_EXERCISE INSTRUCTIONS_
If a line in the entries contains the word "query", list it.

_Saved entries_
┏━━
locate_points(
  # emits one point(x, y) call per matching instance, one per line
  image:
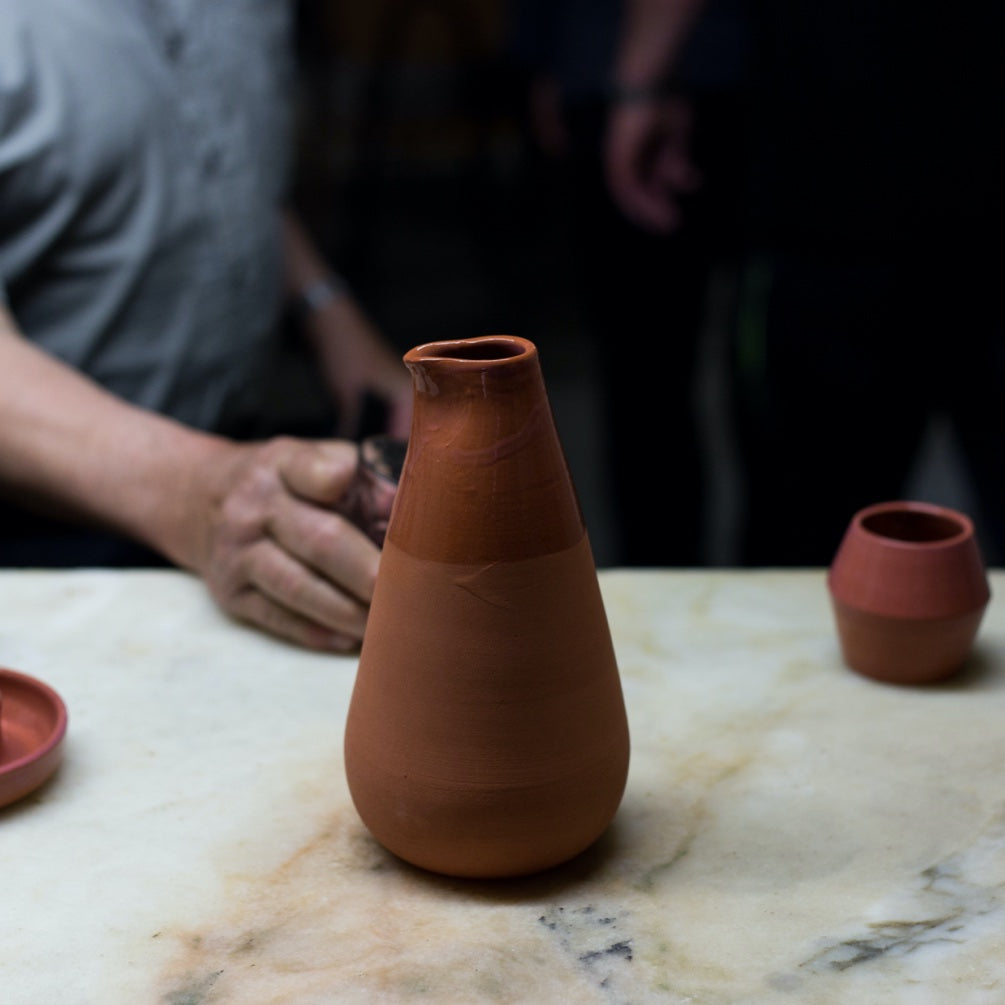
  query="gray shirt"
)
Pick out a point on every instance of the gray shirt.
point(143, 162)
┗━━
┏━━
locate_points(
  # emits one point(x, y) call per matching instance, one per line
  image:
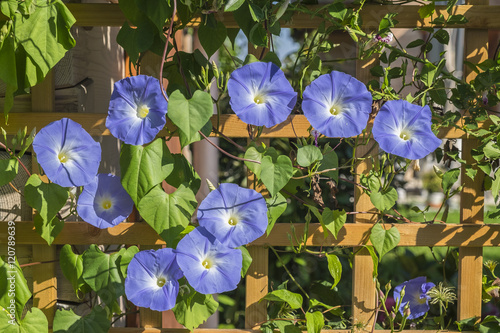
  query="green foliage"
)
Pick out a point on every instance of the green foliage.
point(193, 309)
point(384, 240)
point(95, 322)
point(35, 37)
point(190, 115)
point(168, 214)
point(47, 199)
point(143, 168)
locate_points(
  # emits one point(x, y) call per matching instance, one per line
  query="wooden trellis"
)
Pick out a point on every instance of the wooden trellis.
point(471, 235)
┗━━
_YOUR SOLUTION_
  query="gray shirt"
  query="green foliage"
  query="wooden trellis"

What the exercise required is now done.